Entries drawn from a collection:
________________________
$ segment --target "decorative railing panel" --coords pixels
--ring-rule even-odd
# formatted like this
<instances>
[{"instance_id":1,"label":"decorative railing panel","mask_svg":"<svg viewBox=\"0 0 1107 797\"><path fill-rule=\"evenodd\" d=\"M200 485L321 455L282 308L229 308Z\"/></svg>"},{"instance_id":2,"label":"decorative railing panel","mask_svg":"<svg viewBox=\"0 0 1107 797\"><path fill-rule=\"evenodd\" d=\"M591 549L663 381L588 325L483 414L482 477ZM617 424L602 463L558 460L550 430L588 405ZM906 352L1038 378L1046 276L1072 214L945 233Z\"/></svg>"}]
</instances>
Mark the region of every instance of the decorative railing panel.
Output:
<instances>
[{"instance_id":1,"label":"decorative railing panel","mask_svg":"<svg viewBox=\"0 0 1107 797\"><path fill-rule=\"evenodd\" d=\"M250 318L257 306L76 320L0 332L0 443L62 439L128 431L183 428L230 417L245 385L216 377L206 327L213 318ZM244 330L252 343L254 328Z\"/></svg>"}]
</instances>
________________________
▶ [WHAT YOU SHOULD DO]: Please copy the whole listing above line for line, with no changes.

▶ [EXERCISE ANSWER]:
$ segment --target "decorative railing panel" --coords pixels
--ring-rule even-odd
# formatted like this
<instances>
[{"instance_id":1,"label":"decorative railing panel","mask_svg":"<svg viewBox=\"0 0 1107 797\"><path fill-rule=\"evenodd\" d=\"M200 485L321 455L282 308L229 308Z\"/></svg>"},{"instance_id":2,"label":"decorative railing panel","mask_svg":"<svg viewBox=\"0 0 1107 797\"><path fill-rule=\"evenodd\" d=\"M591 549L663 381L588 325L483 414L482 477ZM617 424L602 463L558 460L550 430L588 405ZM906 352L1038 378L1046 276L1072 214L945 233Z\"/></svg>"}]
</instances>
Mark the region of every instance of the decorative railing panel.
Output:
<instances>
[{"instance_id":1,"label":"decorative railing panel","mask_svg":"<svg viewBox=\"0 0 1107 797\"><path fill-rule=\"evenodd\" d=\"M250 318L257 306L76 320L0 332L0 443L62 439L128 431L183 428L230 417L245 385L216 377L206 327L213 318ZM244 330L252 343L254 328Z\"/></svg>"}]
</instances>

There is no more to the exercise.